**The task**
Find each line in the records below that contains the string "target", and copy those lines.

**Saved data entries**
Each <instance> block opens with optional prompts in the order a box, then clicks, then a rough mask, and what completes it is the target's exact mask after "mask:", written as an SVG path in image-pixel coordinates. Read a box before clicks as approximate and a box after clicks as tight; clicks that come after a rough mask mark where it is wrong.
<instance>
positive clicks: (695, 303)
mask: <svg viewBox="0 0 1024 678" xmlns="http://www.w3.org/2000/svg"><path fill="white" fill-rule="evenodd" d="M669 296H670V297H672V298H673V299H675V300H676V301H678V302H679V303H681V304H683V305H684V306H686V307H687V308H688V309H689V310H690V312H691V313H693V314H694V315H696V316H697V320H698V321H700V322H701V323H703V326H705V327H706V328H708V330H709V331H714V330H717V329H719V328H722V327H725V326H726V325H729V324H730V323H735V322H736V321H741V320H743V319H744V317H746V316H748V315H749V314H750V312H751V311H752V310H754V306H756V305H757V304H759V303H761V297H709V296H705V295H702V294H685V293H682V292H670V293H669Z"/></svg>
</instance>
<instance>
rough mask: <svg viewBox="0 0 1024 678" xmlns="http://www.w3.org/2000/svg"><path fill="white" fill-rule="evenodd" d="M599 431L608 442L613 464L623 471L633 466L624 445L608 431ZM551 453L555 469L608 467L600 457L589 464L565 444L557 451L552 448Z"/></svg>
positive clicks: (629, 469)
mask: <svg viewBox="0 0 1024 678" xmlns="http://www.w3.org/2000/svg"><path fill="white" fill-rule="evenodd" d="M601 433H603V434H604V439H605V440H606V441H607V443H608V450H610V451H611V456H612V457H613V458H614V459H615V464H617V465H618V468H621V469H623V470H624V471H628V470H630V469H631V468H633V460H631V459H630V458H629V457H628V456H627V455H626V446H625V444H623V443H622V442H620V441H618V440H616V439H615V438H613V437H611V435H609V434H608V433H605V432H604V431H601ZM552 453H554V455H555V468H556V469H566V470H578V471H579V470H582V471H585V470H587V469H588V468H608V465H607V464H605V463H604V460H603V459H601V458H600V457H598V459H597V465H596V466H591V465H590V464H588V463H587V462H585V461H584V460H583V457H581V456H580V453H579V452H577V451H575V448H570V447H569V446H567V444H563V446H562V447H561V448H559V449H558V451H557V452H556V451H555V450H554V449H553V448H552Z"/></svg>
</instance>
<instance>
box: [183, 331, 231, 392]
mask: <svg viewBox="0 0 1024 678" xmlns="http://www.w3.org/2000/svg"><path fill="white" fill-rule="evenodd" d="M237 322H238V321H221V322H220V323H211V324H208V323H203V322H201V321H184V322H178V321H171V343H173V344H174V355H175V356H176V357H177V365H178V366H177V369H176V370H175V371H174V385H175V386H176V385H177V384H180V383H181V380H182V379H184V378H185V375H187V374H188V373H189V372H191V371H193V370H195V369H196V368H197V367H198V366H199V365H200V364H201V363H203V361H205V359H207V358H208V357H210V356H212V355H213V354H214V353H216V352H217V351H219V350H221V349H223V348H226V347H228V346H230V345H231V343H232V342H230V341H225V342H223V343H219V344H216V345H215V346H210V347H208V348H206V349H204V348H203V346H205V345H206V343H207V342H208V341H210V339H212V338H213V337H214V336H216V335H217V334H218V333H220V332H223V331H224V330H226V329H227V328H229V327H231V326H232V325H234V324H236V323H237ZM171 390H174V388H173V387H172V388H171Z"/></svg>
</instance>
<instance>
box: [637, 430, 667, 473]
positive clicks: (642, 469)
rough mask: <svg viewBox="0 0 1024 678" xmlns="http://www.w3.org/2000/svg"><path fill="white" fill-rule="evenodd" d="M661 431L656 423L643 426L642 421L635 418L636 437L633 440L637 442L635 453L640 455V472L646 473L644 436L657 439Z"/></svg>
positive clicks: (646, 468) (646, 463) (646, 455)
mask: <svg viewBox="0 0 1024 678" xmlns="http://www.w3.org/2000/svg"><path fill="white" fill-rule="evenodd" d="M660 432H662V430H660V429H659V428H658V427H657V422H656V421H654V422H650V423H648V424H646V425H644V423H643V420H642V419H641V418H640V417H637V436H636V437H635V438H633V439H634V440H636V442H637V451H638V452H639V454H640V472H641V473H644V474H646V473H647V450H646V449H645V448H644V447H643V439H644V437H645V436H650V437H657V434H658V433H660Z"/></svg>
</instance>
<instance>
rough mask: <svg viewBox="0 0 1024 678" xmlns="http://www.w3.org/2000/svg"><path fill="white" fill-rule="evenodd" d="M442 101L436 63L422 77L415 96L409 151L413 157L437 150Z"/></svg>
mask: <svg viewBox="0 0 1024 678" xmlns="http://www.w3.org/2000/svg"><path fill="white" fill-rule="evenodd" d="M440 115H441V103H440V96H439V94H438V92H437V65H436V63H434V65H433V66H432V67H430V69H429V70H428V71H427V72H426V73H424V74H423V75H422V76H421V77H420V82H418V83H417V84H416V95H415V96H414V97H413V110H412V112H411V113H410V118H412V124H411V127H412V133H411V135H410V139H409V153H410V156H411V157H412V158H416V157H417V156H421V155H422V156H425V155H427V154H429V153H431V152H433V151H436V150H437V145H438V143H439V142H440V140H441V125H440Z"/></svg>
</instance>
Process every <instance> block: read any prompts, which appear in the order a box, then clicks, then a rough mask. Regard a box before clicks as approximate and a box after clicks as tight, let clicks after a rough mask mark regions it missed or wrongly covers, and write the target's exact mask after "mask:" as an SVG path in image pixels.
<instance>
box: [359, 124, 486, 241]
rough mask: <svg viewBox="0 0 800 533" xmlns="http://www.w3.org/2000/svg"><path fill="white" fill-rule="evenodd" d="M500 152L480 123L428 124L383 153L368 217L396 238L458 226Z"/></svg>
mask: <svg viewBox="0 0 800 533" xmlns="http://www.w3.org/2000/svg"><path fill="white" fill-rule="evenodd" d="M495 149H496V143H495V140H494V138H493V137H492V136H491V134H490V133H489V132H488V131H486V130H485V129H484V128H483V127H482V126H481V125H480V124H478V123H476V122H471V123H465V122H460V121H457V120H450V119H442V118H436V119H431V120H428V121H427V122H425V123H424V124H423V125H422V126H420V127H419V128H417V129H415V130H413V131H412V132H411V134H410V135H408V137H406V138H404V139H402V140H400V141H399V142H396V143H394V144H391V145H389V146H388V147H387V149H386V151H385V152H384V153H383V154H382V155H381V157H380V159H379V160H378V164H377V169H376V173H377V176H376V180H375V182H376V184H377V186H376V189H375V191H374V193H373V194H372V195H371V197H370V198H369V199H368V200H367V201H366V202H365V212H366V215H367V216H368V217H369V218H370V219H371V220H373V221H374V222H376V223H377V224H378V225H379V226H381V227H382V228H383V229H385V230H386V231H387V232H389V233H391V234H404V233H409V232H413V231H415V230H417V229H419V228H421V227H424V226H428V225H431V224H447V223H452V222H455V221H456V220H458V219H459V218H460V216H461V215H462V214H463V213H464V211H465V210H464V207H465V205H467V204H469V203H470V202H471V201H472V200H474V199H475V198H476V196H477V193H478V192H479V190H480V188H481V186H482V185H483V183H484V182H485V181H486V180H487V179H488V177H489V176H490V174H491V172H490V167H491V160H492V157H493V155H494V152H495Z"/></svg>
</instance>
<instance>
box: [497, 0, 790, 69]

**Response to this exercise**
Each <instance> block opens with optional prompts in the order a box, then clicks, then a rough mask, and what completes it is the target's exact mask after "mask:", written as an SVG path in image-pixel coordinates. Read a box before clicks as approximate and a box after clicks as tight; clicks that come after a rough mask mark where it is wrong.
Process every <instance> block: read any prompts, which appear in the order a box, then clicks, then a rough mask. Regard a box before clicks as approximate and a box after clicks as tight, let clicks after a rough mask mark regions it missed or wrongly covers, and write the target's exact mask after "mask:" as an SVG path in image pixels.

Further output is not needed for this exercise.